Short task –
Repeat, without any change, the entries presented below.

Entries –
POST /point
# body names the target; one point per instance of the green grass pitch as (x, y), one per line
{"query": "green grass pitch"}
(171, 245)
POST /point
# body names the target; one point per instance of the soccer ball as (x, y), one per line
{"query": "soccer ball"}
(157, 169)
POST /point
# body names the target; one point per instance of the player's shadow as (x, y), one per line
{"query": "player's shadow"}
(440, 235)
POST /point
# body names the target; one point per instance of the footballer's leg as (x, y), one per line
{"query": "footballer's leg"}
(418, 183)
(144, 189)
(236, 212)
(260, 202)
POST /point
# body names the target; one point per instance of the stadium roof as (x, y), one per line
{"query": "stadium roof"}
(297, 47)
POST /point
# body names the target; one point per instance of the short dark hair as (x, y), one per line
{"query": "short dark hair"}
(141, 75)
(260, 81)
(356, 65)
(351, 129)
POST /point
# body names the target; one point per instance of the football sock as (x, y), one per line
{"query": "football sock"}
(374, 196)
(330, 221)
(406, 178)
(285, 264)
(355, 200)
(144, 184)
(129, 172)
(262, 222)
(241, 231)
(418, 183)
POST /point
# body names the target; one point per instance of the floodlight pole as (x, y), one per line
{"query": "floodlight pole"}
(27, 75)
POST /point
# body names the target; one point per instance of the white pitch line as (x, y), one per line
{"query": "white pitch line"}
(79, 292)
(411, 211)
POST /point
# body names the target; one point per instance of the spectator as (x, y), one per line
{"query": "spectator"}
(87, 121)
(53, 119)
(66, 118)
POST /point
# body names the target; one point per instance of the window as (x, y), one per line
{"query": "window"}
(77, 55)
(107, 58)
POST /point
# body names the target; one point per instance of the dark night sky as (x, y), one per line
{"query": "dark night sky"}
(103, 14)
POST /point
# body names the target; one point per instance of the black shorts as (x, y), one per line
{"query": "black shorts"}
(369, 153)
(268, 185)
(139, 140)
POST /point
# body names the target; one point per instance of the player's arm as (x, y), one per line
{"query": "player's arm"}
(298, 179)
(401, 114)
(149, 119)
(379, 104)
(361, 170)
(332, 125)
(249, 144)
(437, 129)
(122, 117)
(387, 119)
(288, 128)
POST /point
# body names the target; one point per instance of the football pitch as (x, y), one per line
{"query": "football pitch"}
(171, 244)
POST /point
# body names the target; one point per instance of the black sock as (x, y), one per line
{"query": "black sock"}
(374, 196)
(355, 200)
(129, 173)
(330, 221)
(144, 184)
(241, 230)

Task result –
POST /point
# body names the target; one point per instance of the green grass pitch as (x, y), one per line
{"query": "green grass pitch"}
(171, 245)
POST /point
# body names the target; one point per instance of the soccer ball as (x, y), one per line
{"query": "soccer ball"}
(157, 169)
POST /point
# body names the target; one point per instance of the player's shadow as (x, y), one per line
{"query": "player's shadow"}
(440, 235)
POST /point
# body names the target; one point per instance of the footballer's leg as (x, y), one per line
{"query": "footballer's leg"}
(418, 183)
(144, 189)
(236, 212)
(260, 202)
POST /point
# body names the target; one point per instance of the stadium roof as (x, y), one per line
{"query": "stadium roof"}
(297, 47)
POST /point
# body names the target; one point per instance of the short dark hair as (x, y), one per line
{"query": "short dark hair"}
(141, 75)
(260, 81)
(356, 65)
(351, 129)
POST /point
# body names the target; one point per instance of the football sock as (x, y), one per line
{"query": "football sock"}
(374, 196)
(330, 221)
(406, 178)
(285, 264)
(355, 200)
(144, 184)
(129, 172)
(262, 222)
(241, 231)
(418, 183)
POST /point
# body names the target; one point per instance of the floodlight pole as (x, y), one per line
{"query": "floodlight pole"}
(27, 75)
POST /point
# body names the target; one point per instance of the white pitch line as (x, y), one per line
{"query": "white pitch line"}
(79, 292)
(411, 211)
POST /point
# body names the target; one point per instance of the spectator as (x, y), one per line
{"query": "spectator"}
(87, 121)
(53, 119)
(66, 118)
POST /point
# body names the target; one point per instance of the window as (x, y), one per line
{"query": "window"}
(77, 55)
(107, 58)
POST /point
# body names the target; one point per instance of the dark night sky as (x, y), one per line
{"query": "dark night sky"}
(103, 14)
POST /point
# body names the target; one point per instance of the black shorts as (x, y), one per line
{"query": "black shorts"}
(369, 153)
(268, 185)
(139, 140)
POST /point
# body names the target; one point per instance of the player's arm as (x, y), one per line
{"query": "player's arm"}
(298, 179)
(401, 114)
(149, 119)
(379, 104)
(361, 170)
(332, 125)
(249, 144)
(437, 129)
(122, 117)
(387, 119)
(288, 128)
POST /point
# body names the target; one point per instance of the football pitch as (x, y), one per line
{"query": "football pitch"}
(171, 244)
POST /point
# body names the target; one point per instance of the black sock as (x, y), one per line
{"query": "black sock"}
(374, 196)
(355, 200)
(129, 173)
(330, 221)
(144, 184)
(241, 230)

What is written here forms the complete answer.